Required work => From the line with "the alligator's snout" to the final line of the records, reproduce every line exactly and only those lines.

(Records contained in a dataset)
▬▬▬▬▬▬

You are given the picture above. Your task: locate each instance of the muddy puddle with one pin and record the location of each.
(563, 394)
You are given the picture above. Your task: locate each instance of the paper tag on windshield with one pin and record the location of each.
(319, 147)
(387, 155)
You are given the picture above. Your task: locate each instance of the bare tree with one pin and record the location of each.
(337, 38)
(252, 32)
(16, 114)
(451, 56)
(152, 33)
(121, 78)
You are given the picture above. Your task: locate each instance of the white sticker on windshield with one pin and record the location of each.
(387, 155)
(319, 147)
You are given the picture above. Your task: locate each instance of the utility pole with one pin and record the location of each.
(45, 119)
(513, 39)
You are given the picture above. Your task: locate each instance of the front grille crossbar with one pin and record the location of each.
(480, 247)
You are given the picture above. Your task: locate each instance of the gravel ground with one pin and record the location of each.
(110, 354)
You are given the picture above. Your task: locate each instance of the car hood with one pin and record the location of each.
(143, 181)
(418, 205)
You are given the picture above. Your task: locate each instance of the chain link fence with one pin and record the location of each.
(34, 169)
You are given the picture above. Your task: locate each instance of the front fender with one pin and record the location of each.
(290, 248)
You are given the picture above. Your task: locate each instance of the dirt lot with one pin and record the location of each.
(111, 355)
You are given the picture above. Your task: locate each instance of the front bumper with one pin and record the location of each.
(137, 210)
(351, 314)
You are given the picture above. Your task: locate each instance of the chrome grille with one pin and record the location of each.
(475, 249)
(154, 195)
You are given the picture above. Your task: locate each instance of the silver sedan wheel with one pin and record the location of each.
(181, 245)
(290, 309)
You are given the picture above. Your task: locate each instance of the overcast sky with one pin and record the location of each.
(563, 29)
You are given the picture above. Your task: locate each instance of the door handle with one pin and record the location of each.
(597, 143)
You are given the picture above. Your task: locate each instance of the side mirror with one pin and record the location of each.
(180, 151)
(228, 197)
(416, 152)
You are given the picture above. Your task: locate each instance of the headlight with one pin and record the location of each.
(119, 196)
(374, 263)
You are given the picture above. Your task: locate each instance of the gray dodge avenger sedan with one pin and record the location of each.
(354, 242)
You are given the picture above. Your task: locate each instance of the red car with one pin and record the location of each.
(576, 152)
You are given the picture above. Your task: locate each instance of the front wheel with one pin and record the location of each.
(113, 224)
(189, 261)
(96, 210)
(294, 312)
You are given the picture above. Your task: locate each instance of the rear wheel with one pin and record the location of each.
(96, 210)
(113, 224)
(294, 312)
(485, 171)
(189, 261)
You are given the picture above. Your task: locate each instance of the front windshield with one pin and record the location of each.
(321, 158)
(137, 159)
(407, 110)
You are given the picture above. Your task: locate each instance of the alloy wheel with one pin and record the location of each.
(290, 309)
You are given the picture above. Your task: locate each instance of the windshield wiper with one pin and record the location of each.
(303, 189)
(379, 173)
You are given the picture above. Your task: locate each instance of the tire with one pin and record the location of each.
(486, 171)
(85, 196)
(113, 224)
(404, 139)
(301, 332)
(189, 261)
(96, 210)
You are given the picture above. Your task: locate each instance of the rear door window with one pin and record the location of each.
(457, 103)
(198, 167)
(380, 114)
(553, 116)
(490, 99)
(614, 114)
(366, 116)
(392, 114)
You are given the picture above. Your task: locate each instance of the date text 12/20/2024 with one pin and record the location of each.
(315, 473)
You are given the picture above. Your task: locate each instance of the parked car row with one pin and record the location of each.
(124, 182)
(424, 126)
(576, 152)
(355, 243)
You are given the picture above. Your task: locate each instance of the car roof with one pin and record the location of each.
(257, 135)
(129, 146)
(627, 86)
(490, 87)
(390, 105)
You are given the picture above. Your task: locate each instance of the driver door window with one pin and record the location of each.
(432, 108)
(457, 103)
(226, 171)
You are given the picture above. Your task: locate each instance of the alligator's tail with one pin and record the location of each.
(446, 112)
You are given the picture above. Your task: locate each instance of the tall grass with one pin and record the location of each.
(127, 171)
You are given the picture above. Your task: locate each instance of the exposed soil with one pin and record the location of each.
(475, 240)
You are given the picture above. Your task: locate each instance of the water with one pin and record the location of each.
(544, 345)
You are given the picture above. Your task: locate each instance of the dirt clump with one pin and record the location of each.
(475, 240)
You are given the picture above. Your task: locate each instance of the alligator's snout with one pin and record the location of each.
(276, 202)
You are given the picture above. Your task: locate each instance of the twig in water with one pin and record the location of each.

▬▬▬▬▬▬

Task output =>
You are given the picture above. Your task: locate each instance of the alligator's snout with one pin and record the location of each.
(276, 202)
You are given the picture above. Your task: locate each instance of the twig in water with one pin and record the location of each.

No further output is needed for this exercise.